··· SOURCE INFORMATION ···

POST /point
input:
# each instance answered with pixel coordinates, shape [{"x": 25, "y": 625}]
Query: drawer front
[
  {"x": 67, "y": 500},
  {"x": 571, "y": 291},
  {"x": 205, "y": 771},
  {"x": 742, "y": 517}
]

···

All the records above need to be printed exactly.

POST /point
input:
# each instance answered with pixel coordinates, shape [{"x": 25, "y": 625}]
Query: drawer front
[
  {"x": 67, "y": 500},
  {"x": 571, "y": 291},
  {"x": 205, "y": 771},
  {"x": 742, "y": 517}
]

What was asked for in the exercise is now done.